TEXTABSCHNITT:
────────────────────

Bereits seit 2021 sind die gesetzlichen Krankenkassen verpflichtet, den GKV-Versicherten die elektronische Patientenakte (im Folgenden: ePA) anzubieten. Bislang konnten GKV-Versicherte noch frei wählen, ob sie sich die ePA einrichten lassen möchten. Die GKV-Versicherten mussten die Einrichtung bei ihrer gesetzlichen Krankenkasse beantragen („Opt-in-Verfahren“). Von dieser Möglichkeit haben die GKV-Versicherten aber in der Vergangenheit kaum Gebrauch gemacht. Um eine flächendeckende Einführung der ePA im Rahmen der Digitalisierung des Gesundheitswesens zu erreichen, hat der Gesetzgeber nun wesentliche Änderungen beschlossen, die zu Beginn des neuen Jahres wirksam werden.

────────────────────

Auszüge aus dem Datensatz
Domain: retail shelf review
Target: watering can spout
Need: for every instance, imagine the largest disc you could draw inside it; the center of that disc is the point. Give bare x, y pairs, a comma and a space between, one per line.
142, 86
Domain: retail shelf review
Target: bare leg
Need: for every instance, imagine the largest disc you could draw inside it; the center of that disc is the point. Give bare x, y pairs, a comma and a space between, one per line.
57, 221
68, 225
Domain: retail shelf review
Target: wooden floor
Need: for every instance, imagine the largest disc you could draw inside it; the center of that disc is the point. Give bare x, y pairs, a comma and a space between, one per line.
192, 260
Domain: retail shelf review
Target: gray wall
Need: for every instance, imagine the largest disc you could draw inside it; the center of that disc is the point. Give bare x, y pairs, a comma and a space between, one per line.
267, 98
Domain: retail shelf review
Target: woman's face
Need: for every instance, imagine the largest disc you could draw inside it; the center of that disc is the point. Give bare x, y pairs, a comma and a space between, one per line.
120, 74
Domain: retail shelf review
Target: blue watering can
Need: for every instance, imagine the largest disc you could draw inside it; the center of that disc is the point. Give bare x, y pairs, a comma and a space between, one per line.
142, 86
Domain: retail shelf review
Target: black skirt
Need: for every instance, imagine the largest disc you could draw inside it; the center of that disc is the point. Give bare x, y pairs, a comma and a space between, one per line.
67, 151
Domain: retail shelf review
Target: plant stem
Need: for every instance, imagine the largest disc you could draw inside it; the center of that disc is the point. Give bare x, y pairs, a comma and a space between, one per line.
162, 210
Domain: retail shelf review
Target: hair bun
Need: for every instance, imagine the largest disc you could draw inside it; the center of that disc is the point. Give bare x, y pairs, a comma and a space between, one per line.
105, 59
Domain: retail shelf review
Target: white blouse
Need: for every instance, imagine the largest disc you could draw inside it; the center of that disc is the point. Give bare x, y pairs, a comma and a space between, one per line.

────────────────────

AUFGABEN ZUR ÜBUNG:
[1] Gib den Text zur elektronischen Patientenakte zwischen „Bereits seit 2021“ und „Jahres wirksam werden.“ einschließlich erneut wieder. Tausche dabei „kaum“ gegen „selten“ aus.
[2] Seit welchem Jahr müssen die gesetzlichen Krankenkassen laut dem Text zur elektronischen Patientenakte ihren Versicherten die ePA anbieten?
[3] Setze den Text zur elektronischen Patientenakte nach seinem letzten Satz fort.
Die Daten haben nichts mit dem Text zur elektronischen Patientenakte zu tun.

LÖSUNGEN:
[1]
Bereits seit 2021 sind die gesetzlichen Krankenkassen verpflichtet, den GKV-Versicherten die elektronische Patientenakte (im Folgenden: ePA) anzubieten. Bislang konnten GKV-Versicherte noch frei wählen, ob sie sich die ePA einrichten lassen möchten. Die GKV-Versicherten mussten die Einrichtung bei ihrer gesetzlichen Krankenkasse beantragen („Opt-in-Verfahren“). Von dieser Möglichkeit haben die GKV-Versicherten aber in der Vergangenheit selten Gebrauch gemacht. Um eine flächendeckende Einführung der ePA im Rahmen der Digitalisierung des Gesundheitswesens zu erreichen, hat der Gesetzgeber nun wesentliche Änderungen beschlossen, die zu Beginn des neuen Jahres wirksam werden.

[2] Seit 2021.

[3]
Ab dem 15. Januar 2025 müssen die gesetzlichen Krankenkassen die ePA obligatorisch für alle GKV-Versicherten einrichten, sofern kein Widerspruch der GKV-Versicherten gegen die Einrichtung der ePA vorliegt. Das heißt, es wird ein aktiver Widerspruch erforderlich, wenn die/der einzelne Versicherte die Einrichtung der ePA nicht für sich wünscht („Opt-out-Verfahren“). Die ePA 3.0 wird zunächst in ausgewählten Modellregionen vier Wochen lang getestet. Sollte dieser Test positiv verlaufen, so ist ab dem 15. Februar 2025 der bundesweite Roll-out geplant und die Einrichtung der ePA wird dann flächendeckend durch die gesetzlichen Krankenkassen erfolgen (sogenannte „ePA für alle“). Die Krankenkassen sind zuständig, ihre Versicherten umfassend über die ePA zu informieren.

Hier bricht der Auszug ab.